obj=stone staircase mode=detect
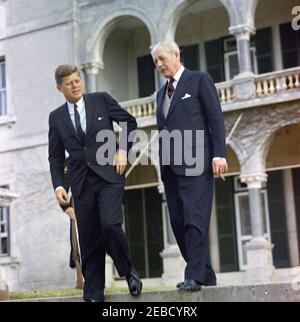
[11,283,300,303]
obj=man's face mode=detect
[153,47,181,78]
[57,73,83,104]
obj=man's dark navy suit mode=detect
[157,69,225,285]
[49,93,137,300]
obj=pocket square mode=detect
[181,93,191,100]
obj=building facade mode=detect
[0,0,300,290]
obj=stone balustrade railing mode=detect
[255,67,300,97]
[121,67,300,118]
[216,82,233,104]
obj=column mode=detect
[82,62,104,93]
[0,188,17,301]
[283,169,299,267]
[229,25,256,100]
[209,194,221,272]
[241,173,275,283]
[158,182,185,286]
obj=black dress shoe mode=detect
[179,279,201,292]
[126,269,143,296]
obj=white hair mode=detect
[151,40,180,58]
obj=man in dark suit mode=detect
[151,41,227,292]
[49,65,142,302]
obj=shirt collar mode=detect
[67,96,85,111]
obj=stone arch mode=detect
[85,6,157,66]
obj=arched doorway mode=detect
[98,16,155,101]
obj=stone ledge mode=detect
[5,283,300,302]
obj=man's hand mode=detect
[55,188,69,206]
[212,158,228,180]
[65,207,76,221]
[113,150,127,175]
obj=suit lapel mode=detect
[167,69,192,119]
[62,103,80,141]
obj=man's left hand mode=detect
[212,158,228,176]
[113,150,127,175]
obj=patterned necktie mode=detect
[74,104,85,142]
[167,78,175,99]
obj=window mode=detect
[0,58,7,116]
[0,208,10,257]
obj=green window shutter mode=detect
[137,55,155,97]
[204,39,225,83]
[254,27,274,74]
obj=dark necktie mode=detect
[167,78,175,99]
[74,104,85,142]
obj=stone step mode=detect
[7,283,300,303]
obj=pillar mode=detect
[229,25,256,100]
[209,194,221,272]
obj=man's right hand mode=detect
[55,188,69,206]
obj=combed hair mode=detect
[55,64,81,85]
[151,40,180,57]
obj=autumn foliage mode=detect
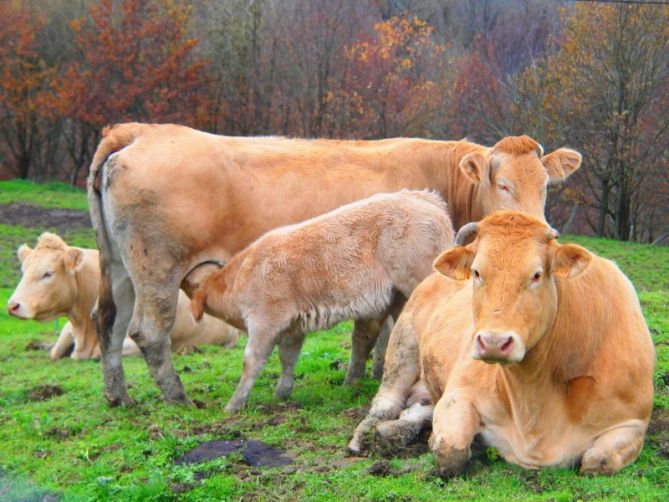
[0,0,669,243]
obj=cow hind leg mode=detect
[344,319,381,385]
[276,332,305,399]
[581,420,646,474]
[225,325,278,413]
[128,285,192,406]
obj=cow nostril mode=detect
[501,336,513,352]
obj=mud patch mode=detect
[28,385,65,401]
[0,202,92,231]
[174,439,293,467]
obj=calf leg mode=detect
[128,285,192,406]
[225,325,278,413]
[581,420,646,474]
[348,314,420,455]
[49,321,74,361]
[430,392,481,476]
[344,319,381,385]
[276,332,305,399]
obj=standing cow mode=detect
[349,212,655,474]
[186,190,453,411]
[7,232,239,360]
[88,123,581,404]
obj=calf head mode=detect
[456,136,581,225]
[7,233,84,321]
[434,211,592,363]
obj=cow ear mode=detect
[16,244,33,263]
[434,246,474,281]
[460,153,490,184]
[63,248,84,272]
[541,148,582,183]
[552,244,592,278]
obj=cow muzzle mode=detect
[472,331,525,363]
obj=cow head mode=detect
[7,233,84,321]
[460,136,581,225]
[434,211,592,363]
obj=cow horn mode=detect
[453,221,479,246]
[546,227,560,241]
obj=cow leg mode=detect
[429,392,481,476]
[376,401,434,452]
[128,284,192,406]
[94,262,135,406]
[225,325,279,413]
[49,321,74,361]
[581,420,646,474]
[276,331,305,399]
[372,293,406,380]
[348,315,420,455]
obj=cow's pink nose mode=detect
[474,331,524,362]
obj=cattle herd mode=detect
[8,123,655,475]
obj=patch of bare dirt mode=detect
[28,384,65,401]
[0,202,91,231]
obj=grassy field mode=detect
[0,182,669,500]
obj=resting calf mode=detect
[186,190,453,411]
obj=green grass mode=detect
[0,182,669,500]
[0,180,88,211]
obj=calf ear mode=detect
[541,148,582,183]
[63,248,84,272]
[552,244,592,278]
[434,247,474,281]
[16,244,33,263]
[460,153,490,184]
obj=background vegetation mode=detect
[0,181,669,500]
[0,0,669,243]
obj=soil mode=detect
[174,439,293,467]
[0,202,91,231]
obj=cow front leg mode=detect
[49,321,74,361]
[276,332,305,399]
[348,315,420,455]
[581,420,646,474]
[225,326,278,413]
[429,391,481,477]
[344,319,381,385]
[128,285,192,406]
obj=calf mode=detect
[187,190,453,411]
[349,212,655,474]
[7,233,239,360]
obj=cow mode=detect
[87,123,581,406]
[349,211,655,475]
[185,190,454,412]
[7,232,239,360]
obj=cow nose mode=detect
[473,331,525,362]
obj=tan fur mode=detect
[350,213,655,474]
[8,232,239,360]
[191,190,453,411]
[88,123,580,403]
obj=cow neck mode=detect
[444,140,488,229]
[68,262,100,332]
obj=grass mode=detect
[0,184,669,500]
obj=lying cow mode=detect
[7,233,239,360]
[349,212,655,474]
[184,190,454,411]
[88,123,581,405]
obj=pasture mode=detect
[0,181,669,500]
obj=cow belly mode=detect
[480,423,593,469]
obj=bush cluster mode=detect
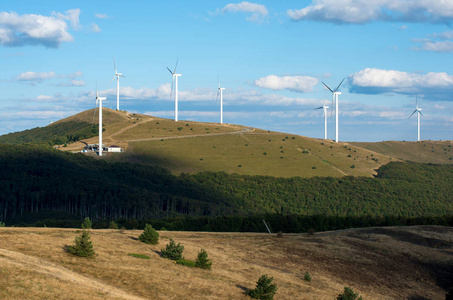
[160,238,184,260]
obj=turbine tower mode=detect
[216,75,225,124]
[322,78,344,143]
[96,87,107,156]
[110,57,126,110]
[408,96,423,142]
[315,105,329,140]
[167,60,181,122]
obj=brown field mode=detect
[0,226,453,299]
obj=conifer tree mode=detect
[138,224,159,245]
[195,249,212,270]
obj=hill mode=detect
[0,144,453,224]
[351,141,453,164]
[0,226,453,300]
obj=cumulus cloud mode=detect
[90,23,101,32]
[0,9,80,48]
[414,30,453,52]
[221,1,269,22]
[349,68,453,100]
[17,72,56,85]
[94,13,109,19]
[254,75,318,93]
[287,0,453,24]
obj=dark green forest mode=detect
[0,121,99,146]
[0,144,453,231]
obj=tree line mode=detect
[0,144,453,231]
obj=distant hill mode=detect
[0,108,453,178]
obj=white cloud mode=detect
[90,23,101,32]
[94,13,109,19]
[0,9,80,48]
[287,0,453,24]
[417,41,453,52]
[53,8,80,29]
[17,72,56,84]
[349,68,453,100]
[254,75,318,93]
[413,31,453,52]
[221,1,269,22]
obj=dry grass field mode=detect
[0,226,453,300]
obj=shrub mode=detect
[337,286,363,300]
[247,275,278,300]
[138,224,159,245]
[160,238,184,260]
[195,249,212,270]
[128,253,151,259]
[66,230,96,257]
[109,221,118,229]
[176,259,196,268]
[304,271,311,282]
[82,217,93,229]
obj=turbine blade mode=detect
[170,77,175,100]
[173,58,179,74]
[335,78,345,92]
[321,81,333,93]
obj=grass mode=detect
[128,253,151,259]
[41,108,453,177]
[119,133,390,177]
[0,226,453,299]
[351,141,453,164]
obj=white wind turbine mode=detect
[315,105,329,140]
[216,75,225,124]
[167,60,181,122]
[408,96,423,141]
[110,57,126,110]
[322,78,344,143]
[96,87,107,156]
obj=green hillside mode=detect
[0,145,453,227]
[351,141,453,164]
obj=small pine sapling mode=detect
[160,238,184,260]
[337,286,363,300]
[304,271,311,282]
[109,221,118,229]
[138,224,159,245]
[247,275,278,300]
[195,249,212,270]
[82,217,93,229]
[66,230,96,257]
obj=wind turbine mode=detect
[96,87,107,156]
[110,57,126,110]
[167,60,181,122]
[322,78,344,143]
[408,96,423,141]
[215,75,225,124]
[315,105,329,140]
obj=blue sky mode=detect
[0,0,453,141]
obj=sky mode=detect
[0,0,453,142]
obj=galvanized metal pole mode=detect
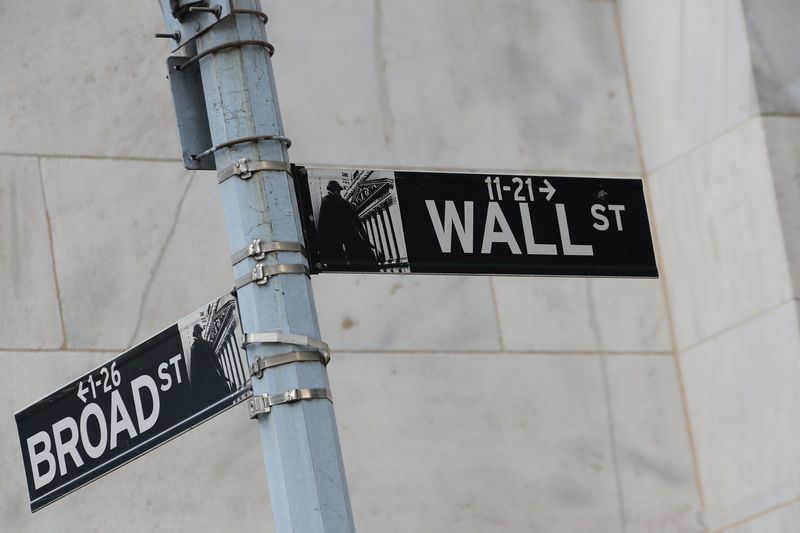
[189,0,355,533]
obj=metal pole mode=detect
[191,0,355,533]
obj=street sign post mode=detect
[15,295,249,512]
[295,167,658,277]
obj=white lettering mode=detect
[169,354,183,383]
[27,431,56,489]
[556,204,594,255]
[81,403,108,459]
[53,416,83,476]
[131,374,160,434]
[519,203,558,255]
[608,205,625,231]
[425,200,473,254]
[592,204,608,231]
[158,363,172,392]
[481,202,522,255]
[108,389,136,450]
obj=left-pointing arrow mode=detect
[78,378,91,403]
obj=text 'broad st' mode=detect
[16,295,248,511]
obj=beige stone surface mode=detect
[492,277,672,353]
[604,355,705,533]
[313,274,500,351]
[42,159,233,350]
[0,156,64,349]
[619,0,760,170]
[742,0,800,115]
[268,0,639,173]
[0,0,181,160]
[330,353,698,533]
[681,302,800,530]
[725,501,800,533]
[650,118,792,348]
[0,352,696,533]
[0,0,637,173]
[762,116,800,296]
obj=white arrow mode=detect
[539,180,556,202]
[78,378,92,403]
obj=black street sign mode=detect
[15,295,249,511]
[295,167,658,277]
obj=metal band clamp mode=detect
[247,389,333,418]
[231,239,307,265]
[242,331,331,358]
[234,263,311,290]
[250,352,330,378]
[175,39,275,70]
[190,134,292,161]
[217,159,291,183]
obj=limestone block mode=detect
[742,0,800,114]
[681,302,800,531]
[493,277,672,352]
[619,0,758,170]
[313,274,500,351]
[0,0,181,160]
[42,159,233,350]
[276,0,639,174]
[650,118,792,348]
[727,503,800,533]
[604,355,705,533]
[0,157,64,349]
[762,117,800,296]
[329,353,622,533]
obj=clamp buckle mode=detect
[231,239,307,265]
[250,239,267,261]
[233,159,253,180]
[234,263,311,290]
[247,389,333,418]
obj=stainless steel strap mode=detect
[231,239,308,265]
[217,159,291,183]
[233,263,311,290]
[242,331,331,358]
[248,389,333,418]
[250,352,330,378]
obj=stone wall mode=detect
[0,0,800,533]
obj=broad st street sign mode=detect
[294,167,658,277]
[15,295,249,511]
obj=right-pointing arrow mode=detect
[539,179,556,202]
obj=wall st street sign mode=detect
[15,295,249,511]
[295,167,658,277]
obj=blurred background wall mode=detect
[0,0,800,533]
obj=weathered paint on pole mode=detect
[192,0,355,533]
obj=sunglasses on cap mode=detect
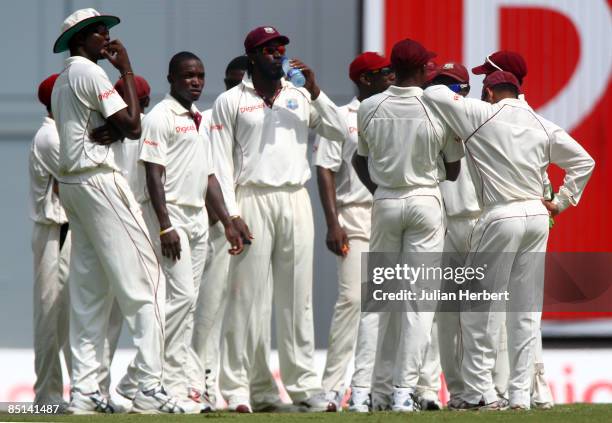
[367,67,393,76]
[261,44,287,56]
[485,55,503,72]
[447,84,470,93]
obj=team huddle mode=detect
[30,9,594,414]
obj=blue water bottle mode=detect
[282,57,306,87]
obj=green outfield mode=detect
[0,404,612,423]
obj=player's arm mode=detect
[441,124,465,181]
[144,161,181,260]
[352,152,378,195]
[314,137,348,256]
[317,166,348,257]
[543,124,595,216]
[206,173,253,255]
[102,40,141,139]
[423,85,492,140]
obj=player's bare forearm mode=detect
[352,153,378,195]
[206,175,232,227]
[145,162,172,230]
[317,166,338,227]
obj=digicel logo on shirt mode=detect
[98,88,117,101]
[174,125,197,134]
[240,102,266,113]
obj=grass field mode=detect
[0,404,612,423]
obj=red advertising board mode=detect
[364,0,612,318]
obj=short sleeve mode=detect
[314,136,344,172]
[138,111,169,166]
[77,67,127,119]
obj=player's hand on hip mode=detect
[232,217,255,254]
[225,225,244,256]
[89,123,123,145]
[159,229,181,261]
[542,199,559,217]
[289,59,321,100]
[101,40,132,74]
[325,225,349,257]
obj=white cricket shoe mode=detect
[296,392,336,413]
[372,391,393,411]
[531,363,555,410]
[325,391,344,413]
[391,388,415,413]
[132,385,200,414]
[348,386,371,413]
[227,397,253,413]
[66,391,115,414]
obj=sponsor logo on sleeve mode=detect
[98,88,117,101]
[287,98,299,110]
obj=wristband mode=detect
[159,226,174,235]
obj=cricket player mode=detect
[51,8,184,413]
[188,55,280,411]
[428,62,480,409]
[121,52,250,412]
[211,26,345,412]
[472,50,554,409]
[314,52,395,411]
[354,39,463,412]
[95,75,151,402]
[425,71,594,410]
[29,74,71,412]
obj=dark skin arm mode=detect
[206,175,253,255]
[444,161,461,181]
[144,162,181,261]
[352,153,378,195]
[317,166,348,257]
[97,40,141,140]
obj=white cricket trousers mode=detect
[142,202,208,398]
[188,222,279,404]
[370,193,445,390]
[32,223,71,405]
[436,216,478,399]
[60,170,165,393]
[219,186,321,402]
[322,204,372,393]
[460,200,548,408]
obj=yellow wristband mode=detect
[159,226,174,235]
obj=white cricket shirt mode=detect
[51,56,127,179]
[113,113,145,192]
[210,75,346,215]
[357,85,464,198]
[425,85,595,210]
[28,117,68,225]
[136,94,215,207]
[314,97,372,206]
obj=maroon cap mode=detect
[482,71,521,91]
[115,75,151,99]
[425,60,438,83]
[349,51,391,84]
[472,50,527,81]
[436,62,470,84]
[391,38,436,69]
[38,73,59,108]
[244,26,289,53]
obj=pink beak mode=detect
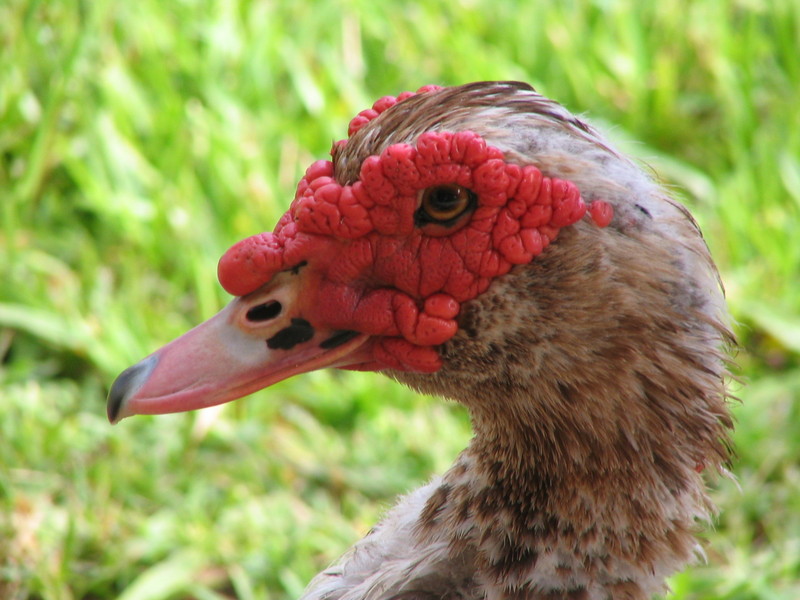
[108,272,371,423]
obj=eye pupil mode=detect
[415,183,477,225]
[429,186,463,212]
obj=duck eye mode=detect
[414,183,477,225]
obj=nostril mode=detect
[247,300,283,322]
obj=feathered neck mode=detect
[396,222,731,600]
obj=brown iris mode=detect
[414,183,477,227]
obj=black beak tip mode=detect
[106,356,158,425]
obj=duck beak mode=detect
[107,273,370,423]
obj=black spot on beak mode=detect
[319,329,358,350]
[267,319,314,350]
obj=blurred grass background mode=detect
[0,0,800,600]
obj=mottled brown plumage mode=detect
[109,82,734,600]
[309,83,733,600]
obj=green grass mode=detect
[0,0,800,600]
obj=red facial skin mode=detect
[109,87,612,420]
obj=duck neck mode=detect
[423,390,707,600]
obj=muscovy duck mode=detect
[108,82,734,600]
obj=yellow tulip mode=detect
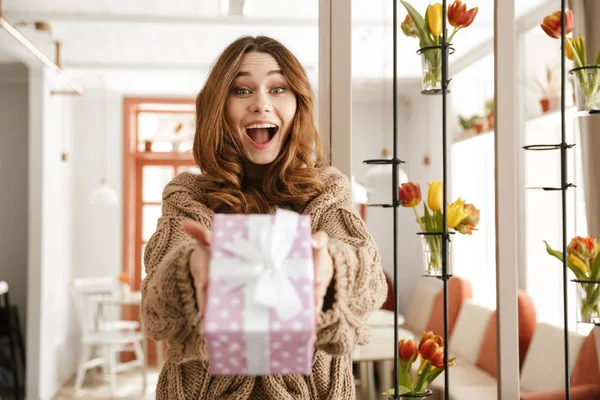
[569,254,588,276]
[565,37,585,61]
[425,3,442,36]
[427,180,444,212]
[446,197,471,228]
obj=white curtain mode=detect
[569,0,600,237]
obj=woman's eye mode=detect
[233,88,250,94]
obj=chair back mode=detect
[521,323,585,392]
[449,299,494,364]
[71,277,118,335]
[406,283,439,337]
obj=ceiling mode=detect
[0,0,558,94]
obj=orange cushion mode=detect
[521,384,600,400]
[427,276,473,341]
[571,329,600,386]
[477,290,537,377]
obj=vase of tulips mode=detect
[400,0,478,94]
[544,236,600,324]
[541,10,600,111]
[383,331,456,399]
[398,180,480,276]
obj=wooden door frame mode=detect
[121,97,195,364]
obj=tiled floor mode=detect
[53,369,159,400]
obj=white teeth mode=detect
[246,124,277,129]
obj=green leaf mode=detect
[544,240,588,280]
[400,0,433,47]
[544,240,562,262]
[590,255,600,280]
[423,202,435,232]
[383,385,412,396]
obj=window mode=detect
[123,99,199,289]
[123,98,200,363]
[448,54,496,308]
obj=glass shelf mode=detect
[523,143,575,151]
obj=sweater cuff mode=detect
[315,238,368,356]
[143,242,205,361]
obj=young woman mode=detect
[142,36,387,400]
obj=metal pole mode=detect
[560,0,571,400]
[392,0,399,399]
[440,0,450,400]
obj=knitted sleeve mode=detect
[142,173,212,362]
[305,167,387,356]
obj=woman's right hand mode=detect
[183,221,212,318]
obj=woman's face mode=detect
[225,52,296,164]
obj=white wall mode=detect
[352,81,442,313]
[27,68,77,400]
[0,64,29,334]
[70,91,122,277]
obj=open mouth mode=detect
[245,123,279,148]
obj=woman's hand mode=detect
[183,221,212,318]
[312,231,333,315]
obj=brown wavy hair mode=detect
[193,36,324,214]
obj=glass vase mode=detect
[420,234,451,276]
[570,65,600,112]
[388,389,433,400]
[417,46,453,94]
[573,279,600,324]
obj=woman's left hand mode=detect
[312,231,333,315]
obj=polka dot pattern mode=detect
[204,215,315,375]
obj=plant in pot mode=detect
[383,331,456,399]
[541,10,600,111]
[544,236,600,325]
[398,180,480,276]
[400,0,479,94]
[458,115,479,136]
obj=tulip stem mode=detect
[412,206,427,232]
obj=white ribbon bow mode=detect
[219,210,302,320]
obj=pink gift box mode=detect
[204,211,315,375]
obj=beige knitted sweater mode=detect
[142,167,387,400]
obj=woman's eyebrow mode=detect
[235,69,283,78]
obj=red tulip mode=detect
[398,339,417,362]
[448,0,479,28]
[419,339,441,360]
[429,347,444,368]
[540,10,575,39]
[419,331,444,349]
[398,182,421,208]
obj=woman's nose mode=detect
[250,94,273,113]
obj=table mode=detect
[367,310,404,328]
[352,310,414,399]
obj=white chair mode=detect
[71,278,146,396]
[520,323,585,392]
[402,283,440,338]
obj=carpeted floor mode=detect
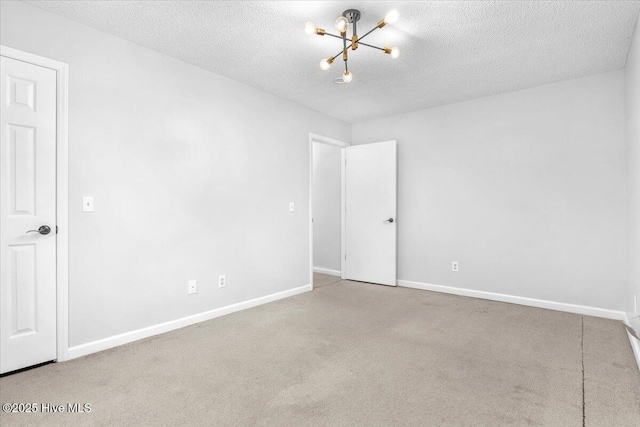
[313,273,341,289]
[0,281,640,427]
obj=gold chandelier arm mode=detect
[358,40,384,50]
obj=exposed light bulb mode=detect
[320,59,331,71]
[384,9,400,24]
[336,16,349,33]
[304,22,316,36]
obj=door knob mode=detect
[27,225,51,234]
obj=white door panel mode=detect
[0,57,56,373]
[346,141,396,286]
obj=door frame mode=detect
[309,132,351,289]
[0,45,69,361]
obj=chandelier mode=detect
[304,9,400,83]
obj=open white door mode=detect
[345,141,397,286]
[0,56,57,373]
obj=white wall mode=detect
[352,71,627,310]
[625,13,640,330]
[0,1,351,346]
[313,142,342,271]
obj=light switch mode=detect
[82,196,93,212]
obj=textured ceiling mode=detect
[22,1,640,123]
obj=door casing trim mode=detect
[0,45,69,361]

▸ **Aim of the task**:
Rewrite the records as a JSON list of strings, from the line with "obj=red facial skin mode=detect" up to and including the line with "[477,290,537,377]". Use one string per line, skip blank lines, and leave the pictures out.

▸ **Exercise response**:
[
  "obj=red facial skin mode=detect",
  "[109,87,612,420]",
  "obj=duck neck mode=detect",
  "[423,390,707,600]",
  "obj=muscovy duck mode=detect",
  "[108,82,734,600]",
  "obj=yellow tulip mode=detect",
  "[569,254,588,276]",
  "[565,37,585,61]",
  "[425,3,442,36]",
  "[427,180,444,212]",
  "[446,197,471,228]",
  "obj=white curtain mode=detect",
  "[569,0,600,237]",
  "obj=woman's eye mode=detect",
  "[233,88,250,94]",
  "obj=chair back mode=detect",
  "[521,323,585,392]",
  "[449,299,494,364]",
  "[71,277,118,335]",
  "[406,283,439,337]",
  "obj=ceiling mode=detect",
  "[0,0,558,94]",
  "obj=orange cushion mode=detect",
  "[521,384,600,400]",
  "[427,276,473,341]",
  "[571,329,600,386]",
  "[477,290,537,377]"
]